Records shown ▸
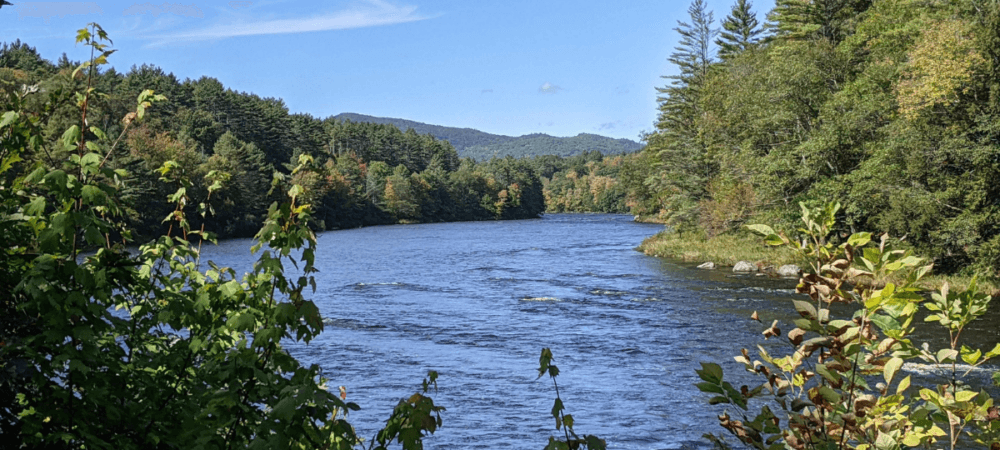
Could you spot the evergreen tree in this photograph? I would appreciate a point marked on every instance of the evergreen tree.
(740, 30)
(677, 146)
(826, 19)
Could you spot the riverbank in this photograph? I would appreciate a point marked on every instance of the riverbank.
(727, 250)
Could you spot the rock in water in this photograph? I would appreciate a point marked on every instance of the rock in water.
(789, 271)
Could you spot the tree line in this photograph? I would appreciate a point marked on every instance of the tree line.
(890, 107)
(369, 173)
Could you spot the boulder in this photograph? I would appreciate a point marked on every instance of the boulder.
(789, 271)
(743, 266)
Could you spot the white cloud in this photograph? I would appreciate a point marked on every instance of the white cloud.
(549, 88)
(369, 14)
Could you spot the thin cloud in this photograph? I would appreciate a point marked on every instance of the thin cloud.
(549, 88)
(165, 8)
(373, 13)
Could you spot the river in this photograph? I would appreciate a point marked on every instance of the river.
(477, 301)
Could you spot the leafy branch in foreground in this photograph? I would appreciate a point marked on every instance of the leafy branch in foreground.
(819, 393)
(564, 421)
(115, 349)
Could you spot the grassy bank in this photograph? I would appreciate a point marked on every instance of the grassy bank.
(726, 250)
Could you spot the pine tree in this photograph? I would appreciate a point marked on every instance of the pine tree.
(807, 19)
(677, 145)
(740, 30)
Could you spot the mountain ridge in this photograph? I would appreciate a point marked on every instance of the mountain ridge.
(480, 145)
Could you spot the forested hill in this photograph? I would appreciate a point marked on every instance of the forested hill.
(482, 146)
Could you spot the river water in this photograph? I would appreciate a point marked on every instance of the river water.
(477, 301)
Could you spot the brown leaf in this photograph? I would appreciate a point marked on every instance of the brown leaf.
(796, 335)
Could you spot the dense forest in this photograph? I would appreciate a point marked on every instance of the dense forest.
(890, 107)
(483, 146)
(588, 182)
(371, 173)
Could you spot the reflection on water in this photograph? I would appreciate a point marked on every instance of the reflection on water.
(478, 301)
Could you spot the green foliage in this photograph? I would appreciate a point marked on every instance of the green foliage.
(823, 384)
(587, 183)
(564, 421)
(889, 106)
(740, 30)
(153, 349)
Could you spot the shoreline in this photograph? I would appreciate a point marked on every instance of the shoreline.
(726, 250)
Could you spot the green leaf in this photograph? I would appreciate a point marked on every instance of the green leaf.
(903, 385)
(284, 409)
(859, 239)
(969, 356)
(964, 396)
(70, 137)
(946, 354)
(761, 229)
(891, 368)
(994, 352)
(805, 309)
(8, 118)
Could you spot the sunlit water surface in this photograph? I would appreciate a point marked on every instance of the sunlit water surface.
(477, 302)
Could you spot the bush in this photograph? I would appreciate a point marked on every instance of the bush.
(840, 385)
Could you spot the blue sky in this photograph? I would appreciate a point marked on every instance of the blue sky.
(508, 67)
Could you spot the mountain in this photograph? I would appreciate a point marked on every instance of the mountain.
(481, 146)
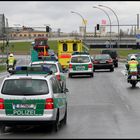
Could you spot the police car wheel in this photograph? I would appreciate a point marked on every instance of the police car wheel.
(70, 75)
(65, 118)
(56, 124)
(91, 75)
(2, 128)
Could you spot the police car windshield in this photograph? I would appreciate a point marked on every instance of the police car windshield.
(80, 59)
(25, 87)
(52, 67)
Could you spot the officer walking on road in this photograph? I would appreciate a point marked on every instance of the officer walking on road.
(11, 61)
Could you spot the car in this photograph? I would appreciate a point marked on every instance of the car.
(103, 61)
(135, 54)
(80, 64)
(113, 53)
(32, 96)
(52, 53)
(55, 67)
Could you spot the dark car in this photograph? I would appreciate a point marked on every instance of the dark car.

Problem to work on ▸ Output the records above verbatim. Pictures stay out.

Output below ▸
Could you spot the evergreen tree in this photograph? I would appreciate a point marked on every instance of the evergreen tree.
(740, 30)
(677, 146)
(826, 19)
Could you spot the riverbank in this photograph? I would appreciate a point marked on every instance of the riverbank.
(727, 250)
Could you spot the rock in water in this photograph? I would appreciate a point marked on every instance of the rock in water.
(789, 271)
Could you spot the tree line in this photograph? I would appreciate a point marked on every instance of the tree line.
(890, 107)
(369, 173)
Could you spot the boulder in this photograph? I would appreciate a point marked on every instance of the boulder.
(789, 271)
(743, 266)
Could you spot the white cloud in this photograph? I would appreciate a point marked on every instance of the white cloud.
(549, 88)
(369, 14)
Could you spot the thin cloud in this photograph? I would appreciate a point marked on every instance of the thin cloud.
(549, 88)
(165, 8)
(373, 13)
Could you spot the river in this photograph? I would appreciate a point marked on every instance of the river.
(477, 301)
Could you spot the leafy branch in foreground in this photograph? I would appreciate a point marked on every instance of the leafy branch in foreground.
(819, 393)
(564, 421)
(115, 349)
Could you spot the grassy bank in this photograph? I would appreciate a point marked on every instance of the grassy bank.
(726, 250)
Could you spot the pine tree in this photograph? I would appreciate a point marked on every instance of the pine tree.
(807, 19)
(677, 145)
(740, 30)
Could you spot the mountain ridge in this photograph? I would appreciate a point marked on every instance of the mountain ridge.
(480, 145)
Could you spot the forested hill in this photograph? I would appreciate a point marked on every instance of the forested hill.
(482, 146)
Could you spot the river water in this photograph? I would appreciate a point marked on every instance of the river water.
(477, 301)
Could you spot the brown leaf in this photograph? I would appreciate a point marked on every instance of the brown leaf.
(796, 335)
Could you spot the dense forest in this photograph? I would appreciate a point marked on every instance of the dense forest.
(890, 107)
(483, 146)
(588, 182)
(371, 173)
Could you spot the reflection on water in this photograph? I would appreciate a point marked on every instance of the reflection on water.
(478, 301)
Could you spot the green foliage in this photograph? I would appreciate a point marked on every instance of the green foliage.
(823, 384)
(587, 183)
(564, 421)
(889, 106)
(740, 30)
(153, 349)
Could you spot the shoreline in this photograph? I would appreciate a point marked on every instance of the shoreline.
(726, 250)
Could you spot the green leaf in this photograph? I would appreciate a point marked on every instance of the green leaf.
(903, 385)
(284, 409)
(859, 239)
(969, 356)
(964, 396)
(70, 137)
(946, 354)
(761, 229)
(891, 368)
(994, 352)
(805, 309)
(8, 118)
Could you spot the sunlit water surface in this photograph? I would appreciate a point marked on every instance of the sunlit water surface.
(477, 302)
Could you spot the bush in this photograph? I would appreciate a point marked on every instance of the bush.
(840, 385)
Could you spot the blue sky in this photograph? I would appreciate a point marked on every instance of the blue sky.
(508, 67)
Could you spot the mountain in this photograph? I would appreciate a point marked on every instance of the mountain.
(481, 146)
Could you spot the police car wheel in this photograph? I would appreciate a point marked on every instance of the police car wheel.
(70, 75)
(65, 118)
(56, 124)
(91, 75)
(2, 128)
Could you spot the police car windshield in this photograph? I would appreciate a point marked on every instance of the police car windshield.
(80, 59)
(25, 87)
(52, 67)
Could you spot the officer walking on road in this photograph? I would appreciate a point marked on every instance of the officer walking on road.
(11, 61)
Could you spot the car in this photograph? I would appreciate a point marked on every instance of the car.
(103, 61)
(135, 54)
(80, 64)
(113, 53)
(32, 96)
(52, 53)
(55, 67)
Could you spot the dark car in this photograph? I would appreciate a point marked on every instance of the dark car.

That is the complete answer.